- Reading passage -
● ● ● ●

NVIDIA GT200 Rumours & Speculation Thread

Status
Not open for further replies.
I would have to say that there is probably no way to predict with 100% certainty that there will be no chance of failure, but with better tools there should be a much better chance of avoiding failure.

On a side note, I have to admit that it will be interesting to see how GT200 compares to the 9800GX2. I imagine that when all is said and done, the GX2 will struggle to keep up in certain scenarios. I'm still waiting for the day when we see the monolithic 1024MB GPU.

I'm sure GT200-based 9900GTX will beat the twin-G92-based 9800GX2.

9900GT should be a decent value, while 9900GX2 goes for the very highend.

I'm hoping 9900GTX can get Crysis running (finnally) at 60fps with everything cranked so I don't have to get a 9900GX2.

GT200 should be the "real" GeForce 9 series, but yeah I do agree that Nvidia will probably call it GeForce 10, even though GeForce 10 name should be reserved for Nvidia's completely new clean-sheet architecture that should arrive in late 2009. Remember even though Nvidia is calling GT200 a next-gen GPU, it's still just a major refresh/overhaul of G80, much like NV47/G70/7800 was a refresh of NV40/6800.
 
Last edited by a moderator:
I'm hoping 9900GTX can get Crysis running (finnally) at 60fps with everything cranked so I don't have to get a 9900GX2.

Unlikely unless your running at low resolution.

It would have to be a full 4x faster than a 9800GTX to run at very high settings, 1920x1200, 60fps average.

And thats not even considering MSAA!
 
Don't we have several of those already? 8800GT, 2900XT etc

Was there a 1024MB version of 8800GT that was actually being sold? I remember reading about the 2900XT 1024MB, but thought it was just a very very limited special production run.

Also, it would be nice to see a 1024MB card that wasn't so bottlenecked in other areas that would make the extra 512MB ram offer little to no performance improvement.
 
I'm sure GT200-based 9900GTX will beat the twin-G92-based 9800GX2.

9900GT should be a decent value, while 9900GX2 goes for the very highend.

I'm hoping 9900GTX can get Crysis running (finnally) at 60fps with everything cranked so I don't have to get a 9900GX2.

GT200 should be the "real" GeForce 9 series, but yeah I do agree that Nvidia will probably call it GeForce 10, even though GeForce 10 name should be reserved for Nvidia's completely new clean-sheet architecture that should arrive in late 2009. Remember even though Nvidia is calling GT200 a next-gen GPU, it's still just a major refresh/overhaul of G80, much like NV47/G70/7800 was a refresh of NV40/6800.

● ● ● ●

- Given records -
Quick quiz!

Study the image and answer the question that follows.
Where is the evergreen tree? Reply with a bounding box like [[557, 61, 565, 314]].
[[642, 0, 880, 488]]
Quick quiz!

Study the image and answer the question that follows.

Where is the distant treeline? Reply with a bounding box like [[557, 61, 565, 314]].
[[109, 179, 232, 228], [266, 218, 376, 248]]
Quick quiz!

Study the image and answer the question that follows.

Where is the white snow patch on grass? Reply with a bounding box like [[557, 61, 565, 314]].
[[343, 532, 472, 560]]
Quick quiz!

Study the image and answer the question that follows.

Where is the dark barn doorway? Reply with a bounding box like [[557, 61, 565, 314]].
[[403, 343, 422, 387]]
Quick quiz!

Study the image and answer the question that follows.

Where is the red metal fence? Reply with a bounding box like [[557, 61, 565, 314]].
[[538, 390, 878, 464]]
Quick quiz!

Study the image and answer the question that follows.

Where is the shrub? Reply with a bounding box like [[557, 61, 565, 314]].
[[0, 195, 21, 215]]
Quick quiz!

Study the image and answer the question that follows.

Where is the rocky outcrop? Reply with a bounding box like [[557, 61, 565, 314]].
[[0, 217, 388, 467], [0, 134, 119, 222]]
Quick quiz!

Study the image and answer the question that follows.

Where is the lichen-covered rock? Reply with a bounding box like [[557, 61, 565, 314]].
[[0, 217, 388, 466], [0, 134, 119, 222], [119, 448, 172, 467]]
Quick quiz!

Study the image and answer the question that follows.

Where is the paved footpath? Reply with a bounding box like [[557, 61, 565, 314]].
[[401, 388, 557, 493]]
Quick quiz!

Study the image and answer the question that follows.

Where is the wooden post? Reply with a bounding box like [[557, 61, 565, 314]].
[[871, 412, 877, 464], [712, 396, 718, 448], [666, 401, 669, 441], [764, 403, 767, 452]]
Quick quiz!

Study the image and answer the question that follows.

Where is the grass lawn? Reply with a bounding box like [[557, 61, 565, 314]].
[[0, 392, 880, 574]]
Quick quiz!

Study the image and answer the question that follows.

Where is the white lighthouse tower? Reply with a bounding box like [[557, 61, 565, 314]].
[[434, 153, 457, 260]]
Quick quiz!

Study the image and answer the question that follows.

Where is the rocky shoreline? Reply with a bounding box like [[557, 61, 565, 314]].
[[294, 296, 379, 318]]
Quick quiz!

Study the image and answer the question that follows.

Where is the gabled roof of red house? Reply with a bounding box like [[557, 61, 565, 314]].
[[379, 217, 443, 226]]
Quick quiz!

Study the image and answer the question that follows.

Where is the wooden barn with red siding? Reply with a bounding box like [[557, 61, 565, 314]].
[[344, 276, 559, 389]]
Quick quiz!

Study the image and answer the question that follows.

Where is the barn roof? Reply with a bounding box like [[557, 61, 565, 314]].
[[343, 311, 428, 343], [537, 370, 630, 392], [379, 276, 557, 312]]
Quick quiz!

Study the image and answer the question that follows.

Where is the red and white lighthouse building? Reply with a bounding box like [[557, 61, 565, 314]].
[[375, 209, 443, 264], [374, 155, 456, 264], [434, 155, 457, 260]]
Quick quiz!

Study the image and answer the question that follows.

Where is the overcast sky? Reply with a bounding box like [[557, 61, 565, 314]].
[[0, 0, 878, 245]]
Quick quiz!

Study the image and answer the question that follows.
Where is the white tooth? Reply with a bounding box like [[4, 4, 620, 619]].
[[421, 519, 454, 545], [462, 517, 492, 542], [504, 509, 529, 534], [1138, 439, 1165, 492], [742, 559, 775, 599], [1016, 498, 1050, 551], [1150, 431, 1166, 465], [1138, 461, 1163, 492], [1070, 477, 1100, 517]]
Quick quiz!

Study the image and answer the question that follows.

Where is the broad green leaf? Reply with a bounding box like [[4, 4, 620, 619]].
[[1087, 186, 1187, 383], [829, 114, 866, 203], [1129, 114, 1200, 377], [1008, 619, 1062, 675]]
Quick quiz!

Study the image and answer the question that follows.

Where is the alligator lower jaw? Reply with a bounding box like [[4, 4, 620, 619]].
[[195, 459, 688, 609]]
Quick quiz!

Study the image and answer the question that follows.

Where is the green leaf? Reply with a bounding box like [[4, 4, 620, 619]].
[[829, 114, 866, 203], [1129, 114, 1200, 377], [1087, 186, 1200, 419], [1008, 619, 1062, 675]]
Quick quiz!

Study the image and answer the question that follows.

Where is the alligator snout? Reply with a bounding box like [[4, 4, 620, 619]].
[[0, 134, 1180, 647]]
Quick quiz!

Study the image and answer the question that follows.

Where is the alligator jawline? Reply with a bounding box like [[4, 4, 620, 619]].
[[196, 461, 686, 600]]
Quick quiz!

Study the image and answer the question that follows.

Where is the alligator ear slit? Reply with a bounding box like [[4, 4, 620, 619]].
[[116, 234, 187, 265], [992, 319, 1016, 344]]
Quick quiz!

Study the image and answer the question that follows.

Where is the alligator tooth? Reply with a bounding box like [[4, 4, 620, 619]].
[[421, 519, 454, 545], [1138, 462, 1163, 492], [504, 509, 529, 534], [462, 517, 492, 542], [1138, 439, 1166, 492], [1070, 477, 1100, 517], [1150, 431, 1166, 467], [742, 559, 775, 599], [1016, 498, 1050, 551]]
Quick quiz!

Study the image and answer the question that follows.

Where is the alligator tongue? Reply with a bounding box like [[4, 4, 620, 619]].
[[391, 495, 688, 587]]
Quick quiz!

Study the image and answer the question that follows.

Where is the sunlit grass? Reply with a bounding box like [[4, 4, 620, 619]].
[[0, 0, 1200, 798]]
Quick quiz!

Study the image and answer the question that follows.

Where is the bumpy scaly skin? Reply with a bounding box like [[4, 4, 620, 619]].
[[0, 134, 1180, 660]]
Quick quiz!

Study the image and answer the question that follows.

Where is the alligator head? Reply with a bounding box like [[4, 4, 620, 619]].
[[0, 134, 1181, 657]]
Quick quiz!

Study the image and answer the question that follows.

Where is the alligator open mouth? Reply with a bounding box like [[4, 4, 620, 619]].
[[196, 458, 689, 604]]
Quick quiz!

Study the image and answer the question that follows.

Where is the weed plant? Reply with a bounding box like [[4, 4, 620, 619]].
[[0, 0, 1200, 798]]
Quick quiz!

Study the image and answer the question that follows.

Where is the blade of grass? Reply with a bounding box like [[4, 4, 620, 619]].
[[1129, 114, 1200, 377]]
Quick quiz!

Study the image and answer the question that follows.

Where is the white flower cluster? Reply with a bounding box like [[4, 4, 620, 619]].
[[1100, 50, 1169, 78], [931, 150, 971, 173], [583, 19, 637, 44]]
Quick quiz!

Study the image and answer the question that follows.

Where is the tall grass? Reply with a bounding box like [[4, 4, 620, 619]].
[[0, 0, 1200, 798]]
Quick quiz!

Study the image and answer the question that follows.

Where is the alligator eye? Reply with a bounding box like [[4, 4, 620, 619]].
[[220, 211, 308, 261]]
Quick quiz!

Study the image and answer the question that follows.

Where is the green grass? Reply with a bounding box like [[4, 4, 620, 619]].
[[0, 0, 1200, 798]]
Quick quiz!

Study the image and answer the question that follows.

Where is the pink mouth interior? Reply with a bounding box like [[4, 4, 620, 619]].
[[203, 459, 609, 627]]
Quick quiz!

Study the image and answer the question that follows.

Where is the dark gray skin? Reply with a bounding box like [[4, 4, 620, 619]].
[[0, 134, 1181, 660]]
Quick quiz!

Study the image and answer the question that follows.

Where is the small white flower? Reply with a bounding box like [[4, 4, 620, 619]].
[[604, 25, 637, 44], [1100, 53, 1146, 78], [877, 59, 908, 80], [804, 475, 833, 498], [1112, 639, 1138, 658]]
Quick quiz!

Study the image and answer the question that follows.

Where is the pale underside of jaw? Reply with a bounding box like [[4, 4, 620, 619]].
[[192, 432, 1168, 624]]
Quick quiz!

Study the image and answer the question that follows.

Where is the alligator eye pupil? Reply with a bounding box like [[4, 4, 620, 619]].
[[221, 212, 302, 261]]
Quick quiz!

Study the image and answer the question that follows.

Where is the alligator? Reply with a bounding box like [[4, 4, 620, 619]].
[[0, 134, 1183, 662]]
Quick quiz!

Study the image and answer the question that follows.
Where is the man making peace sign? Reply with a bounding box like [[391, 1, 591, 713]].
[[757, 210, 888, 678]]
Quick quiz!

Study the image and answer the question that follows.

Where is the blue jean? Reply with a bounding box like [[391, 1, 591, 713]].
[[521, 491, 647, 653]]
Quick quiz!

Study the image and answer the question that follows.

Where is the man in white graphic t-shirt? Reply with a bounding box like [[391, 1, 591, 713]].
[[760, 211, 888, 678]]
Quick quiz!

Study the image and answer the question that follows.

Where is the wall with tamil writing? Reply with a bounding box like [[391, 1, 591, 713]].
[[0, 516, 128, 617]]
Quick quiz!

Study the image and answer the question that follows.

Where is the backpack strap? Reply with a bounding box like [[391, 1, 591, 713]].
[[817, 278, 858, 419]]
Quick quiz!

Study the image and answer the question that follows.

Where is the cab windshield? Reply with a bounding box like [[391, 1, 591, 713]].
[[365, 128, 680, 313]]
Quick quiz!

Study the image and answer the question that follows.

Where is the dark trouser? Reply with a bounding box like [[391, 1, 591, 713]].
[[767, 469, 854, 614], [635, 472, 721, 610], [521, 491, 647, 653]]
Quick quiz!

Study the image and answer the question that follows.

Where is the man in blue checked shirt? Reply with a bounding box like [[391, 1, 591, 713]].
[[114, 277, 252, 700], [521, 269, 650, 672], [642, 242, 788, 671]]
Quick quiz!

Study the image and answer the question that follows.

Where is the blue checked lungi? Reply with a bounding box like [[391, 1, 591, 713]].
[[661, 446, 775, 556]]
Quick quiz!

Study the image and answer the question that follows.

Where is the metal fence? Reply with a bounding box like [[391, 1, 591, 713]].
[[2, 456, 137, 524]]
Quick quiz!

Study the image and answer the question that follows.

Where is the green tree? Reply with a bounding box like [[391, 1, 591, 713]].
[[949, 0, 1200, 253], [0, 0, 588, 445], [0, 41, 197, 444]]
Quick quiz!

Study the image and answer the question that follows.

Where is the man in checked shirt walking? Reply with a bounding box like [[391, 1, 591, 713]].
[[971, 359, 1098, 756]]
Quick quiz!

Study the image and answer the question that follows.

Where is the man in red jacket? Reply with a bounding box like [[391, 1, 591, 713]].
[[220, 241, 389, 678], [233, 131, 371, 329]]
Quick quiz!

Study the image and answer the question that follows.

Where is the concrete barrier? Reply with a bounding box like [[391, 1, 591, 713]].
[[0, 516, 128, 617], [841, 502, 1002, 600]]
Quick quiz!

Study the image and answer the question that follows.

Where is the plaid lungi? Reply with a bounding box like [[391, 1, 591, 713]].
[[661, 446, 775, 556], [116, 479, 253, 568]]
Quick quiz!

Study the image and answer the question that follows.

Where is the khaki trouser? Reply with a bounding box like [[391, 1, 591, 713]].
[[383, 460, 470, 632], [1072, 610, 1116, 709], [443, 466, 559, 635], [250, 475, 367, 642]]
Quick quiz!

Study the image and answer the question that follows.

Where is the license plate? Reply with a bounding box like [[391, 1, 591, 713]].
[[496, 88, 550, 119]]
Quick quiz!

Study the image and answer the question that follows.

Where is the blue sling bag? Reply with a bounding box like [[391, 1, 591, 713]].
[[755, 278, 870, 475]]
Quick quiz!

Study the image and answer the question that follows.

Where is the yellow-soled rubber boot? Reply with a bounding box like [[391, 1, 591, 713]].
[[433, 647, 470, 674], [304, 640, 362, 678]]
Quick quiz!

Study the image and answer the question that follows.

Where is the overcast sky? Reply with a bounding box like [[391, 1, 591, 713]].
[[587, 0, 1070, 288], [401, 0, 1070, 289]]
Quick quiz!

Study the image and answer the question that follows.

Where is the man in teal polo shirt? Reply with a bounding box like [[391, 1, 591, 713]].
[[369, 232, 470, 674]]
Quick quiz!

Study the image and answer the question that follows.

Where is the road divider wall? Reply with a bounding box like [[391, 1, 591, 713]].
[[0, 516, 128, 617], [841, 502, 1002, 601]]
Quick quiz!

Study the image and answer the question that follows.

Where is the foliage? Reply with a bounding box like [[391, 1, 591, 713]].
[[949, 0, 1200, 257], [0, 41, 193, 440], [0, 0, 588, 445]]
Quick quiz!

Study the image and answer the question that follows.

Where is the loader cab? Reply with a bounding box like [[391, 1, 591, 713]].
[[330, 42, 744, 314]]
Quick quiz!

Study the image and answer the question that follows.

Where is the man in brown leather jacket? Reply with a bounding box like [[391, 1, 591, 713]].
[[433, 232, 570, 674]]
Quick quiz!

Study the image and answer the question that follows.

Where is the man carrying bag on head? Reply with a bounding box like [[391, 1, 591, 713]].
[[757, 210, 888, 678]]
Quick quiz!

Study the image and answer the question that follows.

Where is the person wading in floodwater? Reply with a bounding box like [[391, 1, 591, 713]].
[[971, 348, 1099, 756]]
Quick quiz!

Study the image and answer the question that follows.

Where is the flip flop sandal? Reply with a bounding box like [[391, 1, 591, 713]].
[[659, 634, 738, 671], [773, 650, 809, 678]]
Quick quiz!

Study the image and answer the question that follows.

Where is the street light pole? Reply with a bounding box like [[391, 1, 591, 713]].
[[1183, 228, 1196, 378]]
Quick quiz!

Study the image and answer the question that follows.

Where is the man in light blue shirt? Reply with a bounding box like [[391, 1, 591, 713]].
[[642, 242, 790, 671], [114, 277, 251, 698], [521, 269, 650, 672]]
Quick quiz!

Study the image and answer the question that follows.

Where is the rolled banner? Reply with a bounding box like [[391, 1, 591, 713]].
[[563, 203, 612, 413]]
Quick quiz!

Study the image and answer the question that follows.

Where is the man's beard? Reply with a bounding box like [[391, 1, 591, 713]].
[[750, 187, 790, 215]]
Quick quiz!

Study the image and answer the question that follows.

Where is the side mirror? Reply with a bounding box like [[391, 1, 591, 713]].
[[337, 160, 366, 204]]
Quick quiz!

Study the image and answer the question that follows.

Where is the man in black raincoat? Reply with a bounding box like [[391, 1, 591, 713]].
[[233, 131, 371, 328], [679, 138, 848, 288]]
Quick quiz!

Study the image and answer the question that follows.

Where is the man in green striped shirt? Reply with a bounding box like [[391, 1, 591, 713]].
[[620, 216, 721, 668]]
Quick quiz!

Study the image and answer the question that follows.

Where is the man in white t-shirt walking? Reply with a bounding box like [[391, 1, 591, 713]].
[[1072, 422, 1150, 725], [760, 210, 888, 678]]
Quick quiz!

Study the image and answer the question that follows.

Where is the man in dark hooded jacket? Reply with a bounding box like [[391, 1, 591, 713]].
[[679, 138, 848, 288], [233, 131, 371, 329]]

● ● ● ●

- Task list -
1. From the GT200 thread, copy word for word the passage from "Also, it would" up to and including "no performance improvement.".
2. List every graphics card name beginning with "9900" that the GT200 thread mentions.
3. According to the GT200 thread, how much faster than a 9800GTX would a card need to be to run Crysis at very high settings, 1920x1200, 60fps average?

- Per-task outputs -
1.
Also, it would be nice to see a 1024MB card that wasn't so bottlenecked in other areas that would make the extra 512MB ram offer little to no performance improvement.

2. 9900GTX, 9900GT, 9900GX2

3. A full 4x faster than a 9800GTX.